Goal – Please reproduce the portion of the Ethiopia displacement report that starts with the words containing "IOM Ethiopia has" and ends with "situation in Ethiopia.".

Document extract –
☆ ☆ ☆ ☆

A new report on internal displacement by the International Organisation for Migration (IOM) has revealed that there are more than 1.8 million internally displaced persons (IDPs) in Ethiopia.

Completed this September and endorsed by Ethiopian authorities, the report contains data collected between June and July 2020 through the assessment of more than 1,200 IDP sites and over 1,200 villages where IDPs had reportedly returned.

The primary cause of displacement: conflict, which has resulted in 1,233,557 IDPs across this country. The second highest cause: drought, which displaced 351,062 IDPs, followed by seasonal floods (displacing 104,696 IDPs) and flash floods (50,093).

This is the first time that the Displacement Tracking Matrix (DTM) obtained authorisation to conduct its Site Assessment tool in the Southern Nations, Nationalities, and People’s Region (SNNPR) and in the newly established Sidama Region in the country.

A total of 93,982 IDPs were found in both regions where 66,994 IDPs (71%) were displaced due to conflict and 26,988 IDPs (29%) were displaced due to flash floods.

The assessment of regions may differ from round to round due to insecurity, road inaccessibility and climate related issues.

However, through its Site Assessment, DTM managed to cover the 11 regions of Ethiopia this round which include Afar, Amhara, Benishangul Gumuz, Dire Dawa, Gambella, Harari, Oromia, Sidama, SNNPR, Somali and Tigray.

The report combines findings from both IOM’s Site Assessment which tracks the number of IDPs and IOM’s Village Assessment Survey tool which tracks the number of IDPs who are returning to their communities and needs.

The Village Assessment Survey also assesses the capacity of villages to absorb returns through the availability of services with a focus on livelihoods and reintegration.

The government has been leading a return initiative since April 2019. This followed as displacement reached a peak of 3.04 million IDPs in March 2019.

Through the Village Assessment Survey tool, a total of 1,400,892 returning IDPs were identified throughout the country. A large majority of them (1,328,652 individual or 95 per cent of the total) were initially displaced due to conflict.

IOM Ethiopia has been conducting its Site Assessment tool since 2016 and its Village Assessment Survey tool since June 2019.

Acting Coordinator of DTM Ethiopia, Sarah Choong, says “we are happy to continue providing comprehensive and reliable data on internally displaced persons and returning IDPs throughout the country via our National Displacement Report. It is our hope that this data will be well used to inform humanitarian responses and guide policy making.”

The data and report are used to assist national, regional and local government counterparts in tracking the fluid mobility situation in Ethiopia.

IOM’s Displacement Tracking Matrix (DTM) works closely with the National Disaster Risk Management Commission (NDRMC), for its mobility tracking component under which fall the Site Assessment and Village Assessment Surveys.

DTM also works with the Ministry of Labour and Social Affairs (MoLSA) for its flow monitoring component which tracks incoming and outgoing migration flows and trends in key locations of high mobility in the country.

Besides the government, the data collected through the Displacement Tracking Matrix is also shared with humanitarian counterparts to inform programming, strategic planning, targeted humanitarian responses and for advocacy purposes. The data is also used in institutional documents, including the Humanitarian Needs Overview and Humanitarian Response Plan.

This round of IOM DTM reporting was made possible through the support of the European Civil Protection and Humanitarian Aid Operations (ECHO), the Government of Germany and the Swedish International Development Cooperation Agency (SIDA).

☆ ☆ ☆ ☆

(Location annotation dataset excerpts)
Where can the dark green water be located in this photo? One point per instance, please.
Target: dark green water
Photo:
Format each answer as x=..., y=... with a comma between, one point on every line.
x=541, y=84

☆ ☆ ☆ ☆

Solution –
IOM Ethiopia has been conducting its Site Assessment tool since 2016 and its Village Assessment Survey tool since June 2019.

Acting Coordinator of DTM Ethiopia, Sarah Choong, says “we are happy to continue providing comprehensive and reliable data on internally displaced persons and returning IDPs throughout the country via our National Displacement Report. It is our hope that this data will be well used to inform humanitarian responses and guide policy making.”

The data and report are used to assist national, regional and local government counterparts in tracking the fluid mobility situation in Ethiopia.